# O que fazer
**1)** Responda com base no relato sobre Maurício:
(a) Em que data ele entrou na floresta para não mais retornar?
(b) Onde ele se abrigava quando anoitecia?
(c) Em que se baseava a alimentação à qual seu organismo aprendeu a se adaptar?
**2)** Por favor, dê sequência ao relato sobre Maurício a partir da última frase, mantendo o mesmo tom.

# Trecho do texto
********************
Ignorando a negativa, o homem desferiu um soco no rosto e outro no estômago do rapaz que de tão espaventado teve uma repentina crise de diarreia. Entre goles de cachaça e muita gritaria, os peões já bêbados apontavam os dedos para Maurício e gargalhavam, numa zombaria sem limites. Sem dizer palavra, ele se levantou, caminhou até a barraca onde guardava seus pertences, juntou as próprias roupas em um saco e desapareceu mata adentro, sob o olhar displicente do fiscal que entornava uma garrafa de aguardente. Aquelas pessoas nunca mais o veriam.
Sem se importar com o que poderia lhe acontecer, o jovem se distanciou cada vez mais da sociedade e da civilização, entregando a própria vida aos acasos do desconhecido. “Ele já não queria mais viver junto de outras pessoas. O que aconteceu naquela noite foi o estopim”, garante a sobrinha-neta.
No dia 27 de março de 1896, Maurício entrou na floresta para não mais retornar. Sem medo do próprio fim, começou uma jornada despretensiosa de descobertas e autoconhecimento. Durante o dia, atravessava quilômetros de mata fechada e quando anoitecia se abrigava sobre as árvores. Com o tempo, aprendeu a escalar as mais altas e robustas, que lhe permitiam uma visão privilegiada das cercanias.
Apesar das dificuldades, seu organismo então fragilizado aprendeu a se adaptar a uma alimentação baseada em frutos e vegetais. Algumas vezes, após ingerir algo completamente desconhecido, passou tão mal que pensou que fosse morrer. “Ele era muito mais forte do que imaginava. Em poucos dias, já se sentia saudável. Talvez fosse um sinal, um chamado da natureza, de que nasceu para aquela vida. Acho que outras pessoas não sobreviveriam”, avalia Arminda.
********************
# Material fornecido
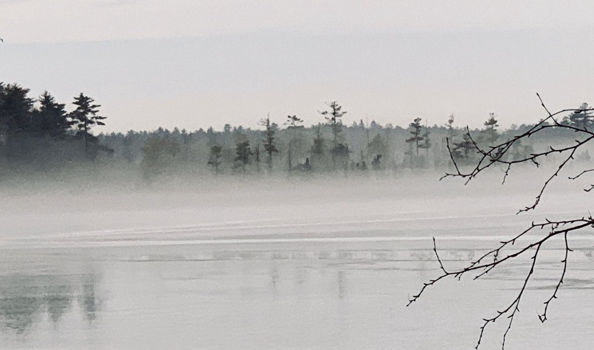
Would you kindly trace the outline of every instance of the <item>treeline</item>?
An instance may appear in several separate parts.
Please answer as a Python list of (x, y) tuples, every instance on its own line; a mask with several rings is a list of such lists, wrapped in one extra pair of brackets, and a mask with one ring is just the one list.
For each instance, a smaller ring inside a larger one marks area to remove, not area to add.
[[(484, 128), (469, 131), (472, 138), (465, 128), (455, 125), (453, 115), (432, 126), (420, 117), (412, 119), (406, 128), (375, 121), (368, 125), (362, 120), (347, 126), (343, 122), (347, 112), (333, 101), (319, 112), (319, 123), (310, 126), (303, 125), (298, 116), (268, 116), (260, 120), (261, 130), (228, 124), (221, 131), (212, 127), (192, 132), (160, 128), (94, 136), (93, 127), (104, 125), (106, 117), (93, 98), (80, 94), (69, 112), (47, 92), (36, 99), (29, 93), (17, 84), (0, 83), (0, 161), (37, 170), (100, 163), (136, 169), (149, 182), (181, 173), (298, 175), (447, 167), (452, 162), (446, 138), (454, 159), (463, 165), (478, 156), (475, 143), (488, 147), (532, 126), (501, 130), (494, 113), (485, 118)], [(579, 108), (587, 107), (584, 104)], [(576, 111), (562, 122), (593, 128), (594, 116)], [(514, 145), (508, 154), (520, 158), (548, 147), (551, 137), (563, 141), (572, 136), (554, 128), (546, 135), (546, 139)], [(589, 158), (587, 153), (579, 156)]]

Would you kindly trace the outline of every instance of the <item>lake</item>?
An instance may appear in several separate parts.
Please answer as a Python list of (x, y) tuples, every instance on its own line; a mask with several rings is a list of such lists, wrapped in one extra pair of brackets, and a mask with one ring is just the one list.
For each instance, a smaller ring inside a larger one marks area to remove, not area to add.
[[(529, 256), (445, 280), (406, 307), (439, 274), (431, 237), (459, 266), (589, 202), (559, 187), (516, 215), (533, 198), (522, 183), (494, 193), (420, 181), (11, 194), (0, 205), (0, 348), (472, 349)], [(544, 247), (507, 348), (591, 348), (593, 241), (572, 236), (542, 324), (564, 253), (558, 240)], [(481, 348), (501, 348), (506, 326), (489, 326)]]

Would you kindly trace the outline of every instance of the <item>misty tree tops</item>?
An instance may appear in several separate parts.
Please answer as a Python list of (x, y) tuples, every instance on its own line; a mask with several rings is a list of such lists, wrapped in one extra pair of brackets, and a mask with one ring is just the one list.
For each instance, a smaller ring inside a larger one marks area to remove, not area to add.
[(268, 163), (268, 168), (271, 169), (272, 155), (279, 152), (279, 150), (276, 149), (276, 146), (274, 145), (274, 133), (276, 132), (277, 126), (274, 123), (271, 125), (270, 124), (270, 116), (260, 120), (260, 124), (266, 128), (263, 132), (264, 140), (262, 143), (264, 145), (264, 151), (268, 154), (267, 163)]
[(36, 100), (29, 97), (29, 93), (18, 85), (0, 82), (0, 133), (5, 136), (64, 138), (82, 133), (88, 139), (91, 126), (105, 125), (102, 120), (106, 117), (97, 114), (100, 106), (82, 93), (75, 97), (75, 109), (69, 113), (48, 91)]
[(336, 146), (338, 143), (338, 136), (342, 131), (342, 118), (343, 116), (346, 114), (346, 112), (341, 112), (342, 107), (337, 102), (333, 101), (326, 104), (330, 108), (330, 110), (320, 112), (320, 114), (324, 116), (328, 123), (332, 126), (332, 134), (333, 138), (332, 142)]
[(75, 110), (70, 113), (74, 127), (78, 129), (79, 133), (82, 133), (84, 141), (87, 142), (89, 129), (93, 125), (105, 125), (102, 120), (107, 117), (102, 117), (97, 114), (99, 112), (99, 104), (93, 104), (95, 100), (89, 96), (85, 96), (81, 93), (80, 95), (74, 98), (73, 104), (77, 106)]
[(563, 118), (563, 123), (578, 129), (592, 131), (594, 127), (594, 113), (586, 110), (592, 108), (587, 103), (582, 103), (579, 110)]

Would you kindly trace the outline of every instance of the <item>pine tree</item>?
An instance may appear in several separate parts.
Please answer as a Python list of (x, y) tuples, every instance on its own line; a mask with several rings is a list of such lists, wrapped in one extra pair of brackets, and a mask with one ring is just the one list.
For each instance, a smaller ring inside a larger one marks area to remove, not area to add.
[(270, 124), (270, 116), (260, 119), (260, 125), (266, 128), (263, 132), (264, 141), (262, 143), (264, 145), (264, 151), (268, 154), (268, 160), (266, 162), (268, 164), (268, 168), (269, 170), (271, 170), (272, 155), (279, 152), (279, 150), (276, 149), (276, 146), (274, 145), (274, 133), (276, 132), (276, 125)]
[(499, 135), (497, 135), (497, 129), (495, 128), (499, 125), (497, 125), (497, 120), (495, 119), (495, 113), (489, 113), (489, 119), (483, 123), (483, 125), (485, 127), (485, 130), (482, 132), (484, 135), (483, 139), (488, 143), (493, 143), (497, 141)]
[(582, 103), (578, 110), (563, 118), (563, 123), (578, 129), (591, 130), (594, 126), (594, 113), (586, 110), (591, 108), (587, 103)]
[(340, 118), (346, 114), (346, 112), (341, 111), (342, 107), (339, 105), (336, 101), (326, 103), (326, 105), (330, 108), (330, 110), (325, 110), (319, 113), (324, 116), (328, 124), (332, 127), (333, 136), (332, 143), (333, 147), (336, 147), (338, 145), (339, 135), (342, 131), (342, 120)]
[(419, 142), (423, 141), (423, 136), (421, 135), (421, 131), (422, 126), (421, 125), (421, 118), (415, 118), (415, 120), (410, 123), (409, 125), (409, 128), (411, 128), (412, 130), (410, 131), (410, 133), (412, 135), (410, 138), (406, 139), (406, 142), (410, 145), (409, 149), (409, 154), (410, 155), (410, 165), (412, 166), (413, 163), (413, 156), (412, 147), (413, 145), (415, 145), (415, 150), (416, 151), (416, 155), (419, 156)]
[(210, 148), (210, 158), (208, 164), (214, 168), (216, 174), (219, 174), (219, 166), (221, 164), (220, 158), (222, 150), (222, 147), (216, 145)]
[(107, 119), (99, 115), (99, 108), (100, 104), (93, 104), (95, 100), (89, 96), (85, 96), (82, 93), (77, 97), (74, 98), (72, 103), (77, 106), (75, 110), (70, 113), (70, 117), (74, 123), (74, 128), (78, 129), (78, 133), (82, 133), (84, 137), (85, 147), (88, 146), (90, 135), (90, 129), (94, 125), (105, 125), (102, 120)]
[(72, 126), (64, 109), (65, 104), (56, 102), (53, 96), (48, 91), (39, 96), (40, 104), (34, 116), (37, 131), (41, 135), (53, 137), (63, 136)]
********************
# Respostas escritas
**1)**
(a) Em 27 de março de 1896.
(b) Sobre as árvores.
(c) Em frutos e vegetais.

**2)**
Com o tempo, o rapaz abandonou roupas e pertences, menos um relógio de bolso que prendeu no braço – presente dos pais. Sem rumo, atravessou centenas de quilômetros de mata nativa. Só interrompeu o percurso por volta de 1898, quando encontrou uma onça-pintada caída, quase morta, com o sangue escorrendo sobre pedras musgadas às margens de um riacho.
Ainda acordada, observou Maurício a arrastando alguns metros mata adentro. Ele a deitou sobre a relva e estancou com folhas e raízes um grande ferimento na barriga do animal. Cuidou da onça por dez dias e, apesar de parecer assustada e confusa, ela não o encarou como ameaça, sequer mostrou os dentes ou apontou as garras.
Para Maurício, já não era algo surpreendente. A floresta tornou-se um lar e, de algum modo, seus velhos habitantes o aceitavam. Nem mesmo os índios de etnias caingangue e caiuá que encontrou pelo caminho o tratavam como invasor. Muito pelo contrário. Até o convidavam a participar de algumas celebrações, e foi numa dessas ocasiões que o batizaram como Saru, palavra tupi-guarani que significa Calado em português.
Meses depois, o rapaz reencontrou a onça de quem salvou a vida. Empoleirada numa árvore, ela saltou quando o viu. Se aproximou, observando os olhos de Saru, e deixou que ele deslizasse rapidamente as mãos pelo seu dorso. Cabeludo, barbudo, de estatura mediana e magro, o jovem ostracista de pele oliva aprendeu a ser mais silencioso do que os mais leves e menores animais que atravessavam a mata nativa. Vivendo sozinho, só interagia com quem se aproximava dele, o que talvez justifique porque sobreviveu tanto tempo na floresta. “Ele chegou a ser picado por cobras. A sua salvação foi o tratamento dos índios caiuá”, informa Arminda.
Em 1898, Calado já vivia em uma área onde surgiria a cidade de Paranavaí, no Noroeste do Paraná. Numa manhã, cansado de viajar sem rumo e de dormir ao relento, começou a construir uma casa no topo de uma gameleira. Dias depois, levou um susto numa madrugada quando notou que havia um animal pressionando as patas contra a lateral da casinha. Cuidadoso, se aproximou e viu que era a onça que o visitou em outra ocasião.
Segundo relato de Arminda, Saru saltou da árvore e seguiu o animal até uma área dominada por cedros, ipês e aroeiras, onde árvores menores ofereciam muitos frutos desconhecidos. A onça a quem Calado deu o nome de Sophia, em homenagem à irmã, conviveu com ele por mais de 15 anos. Por volta de 1914, um pequeno grupo de invasores que chegou à região, provavelmente vindo do estado de São Paulo, para avaliar a qualidade do solo, matou Sophia e Toriba, um de seus filhos, a tiros. Os dois brincavam às margens de um riacho.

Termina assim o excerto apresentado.